**Your goal:** Substitute "soccer" for "futsal" in the lines starting at the beginning of the records and ending at the line that contains "target: **black futsal shoe**", and write those lines out again with nothing else changed. Leave the pictures out of your answer.

== Information provided ==

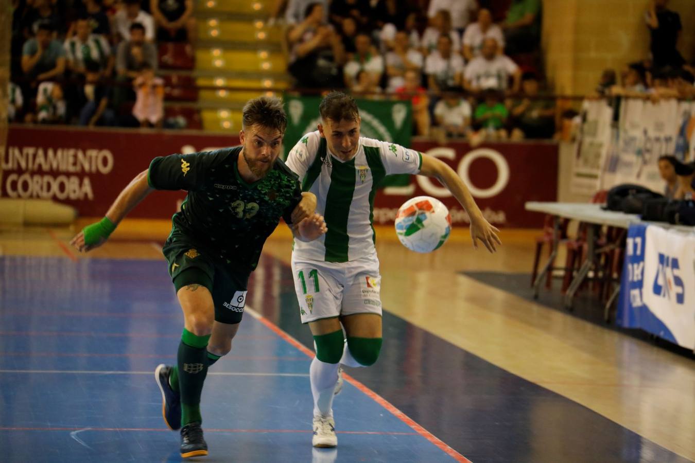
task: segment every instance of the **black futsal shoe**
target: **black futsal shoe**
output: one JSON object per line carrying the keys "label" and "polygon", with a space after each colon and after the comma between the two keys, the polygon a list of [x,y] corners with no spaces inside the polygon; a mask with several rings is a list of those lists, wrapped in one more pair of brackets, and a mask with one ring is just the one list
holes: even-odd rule
{"label": "black futsal shoe", "polygon": [[154,370],[154,379],[162,392],[162,417],[167,427],[175,431],[181,428],[181,394],[169,383],[172,367],[161,364]]}
{"label": "black futsal shoe", "polygon": [[189,423],[181,428],[181,457],[202,457],[208,454],[208,444],[203,439],[200,421]]}

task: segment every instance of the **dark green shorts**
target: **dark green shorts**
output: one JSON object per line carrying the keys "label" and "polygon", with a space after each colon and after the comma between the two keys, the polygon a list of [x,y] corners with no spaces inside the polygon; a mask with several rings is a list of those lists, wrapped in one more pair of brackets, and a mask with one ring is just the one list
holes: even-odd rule
{"label": "dark green shorts", "polygon": [[204,286],[213,296],[215,321],[231,324],[241,321],[250,271],[222,264],[220,259],[179,239],[165,244],[163,252],[177,292],[188,285]]}

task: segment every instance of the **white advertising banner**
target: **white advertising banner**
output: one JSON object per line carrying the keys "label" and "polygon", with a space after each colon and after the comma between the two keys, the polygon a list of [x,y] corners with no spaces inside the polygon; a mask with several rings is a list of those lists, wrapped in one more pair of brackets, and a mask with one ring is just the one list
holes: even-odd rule
{"label": "white advertising banner", "polygon": [[630,226],[617,323],[695,350],[695,234]]}
{"label": "white advertising banner", "polygon": [[680,127],[678,107],[674,99],[621,101],[617,146],[612,147],[603,170],[603,189],[635,183],[655,192],[663,190],[658,159],[675,152]]}
{"label": "white advertising banner", "polygon": [[611,144],[613,108],[605,100],[587,100],[584,121],[575,146],[570,190],[594,194],[600,188],[601,169]]}

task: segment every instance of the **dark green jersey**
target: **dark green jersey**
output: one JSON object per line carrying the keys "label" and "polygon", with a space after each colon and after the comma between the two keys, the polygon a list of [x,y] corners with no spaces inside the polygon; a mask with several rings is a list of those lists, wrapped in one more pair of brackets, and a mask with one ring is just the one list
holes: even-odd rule
{"label": "dark green jersey", "polygon": [[280,217],[291,223],[302,193],[297,175],[279,158],[265,177],[245,182],[237,167],[240,152],[235,146],[155,158],[147,181],[156,190],[188,192],[167,243],[183,236],[223,263],[253,270]]}

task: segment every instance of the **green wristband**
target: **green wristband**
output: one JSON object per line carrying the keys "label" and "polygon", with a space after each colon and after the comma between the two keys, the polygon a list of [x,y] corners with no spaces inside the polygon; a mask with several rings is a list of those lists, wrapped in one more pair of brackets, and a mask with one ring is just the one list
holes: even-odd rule
{"label": "green wristband", "polygon": [[85,244],[96,244],[101,238],[108,239],[108,236],[115,229],[116,226],[106,217],[98,222],[88,225],[82,229],[85,236]]}

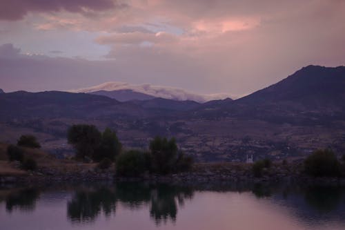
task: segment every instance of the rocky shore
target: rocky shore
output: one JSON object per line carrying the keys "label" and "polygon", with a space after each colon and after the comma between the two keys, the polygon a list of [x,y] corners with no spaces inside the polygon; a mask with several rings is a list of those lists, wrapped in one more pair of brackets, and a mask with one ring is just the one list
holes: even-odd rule
{"label": "rocky shore", "polygon": [[39,169],[27,175],[0,175],[0,184],[23,184],[49,182],[97,182],[97,181],[148,181],[155,182],[199,184],[207,182],[301,182],[320,184],[345,185],[344,178],[312,178],[306,175],[298,164],[273,165],[264,169],[263,175],[255,177],[250,164],[200,164],[192,171],[166,175],[144,173],[141,177],[128,178],[117,175],[114,168],[101,170],[97,168],[81,169],[74,172],[61,172],[49,169]]}

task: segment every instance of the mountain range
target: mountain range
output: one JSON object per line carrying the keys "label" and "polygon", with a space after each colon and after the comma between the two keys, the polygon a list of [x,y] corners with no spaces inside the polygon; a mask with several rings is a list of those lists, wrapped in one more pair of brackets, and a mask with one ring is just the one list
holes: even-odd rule
{"label": "mountain range", "polygon": [[157,135],[175,136],[204,161],[241,161],[246,154],[282,159],[326,147],[344,153],[344,66],[308,66],[235,100],[179,101],[131,89],[1,93],[0,140],[31,131],[47,148],[68,148],[68,127],[90,123],[117,130],[130,147],[145,148]]}
{"label": "mountain range", "polygon": [[134,85],[124,82],[106,82],[89,88],[70,90],[71,93],[87,93],[106,95],[120,102],[132,99],[146,100],[154,97],[177,101],[195,101],[204,103],[214,99],[221,99],[230,96],[224,93],[203,95],[181,88],[154,86],[149,84]]}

===

**Output:**
task: segment every instance of the **black soccer shoe**
target: **black soccer shoe**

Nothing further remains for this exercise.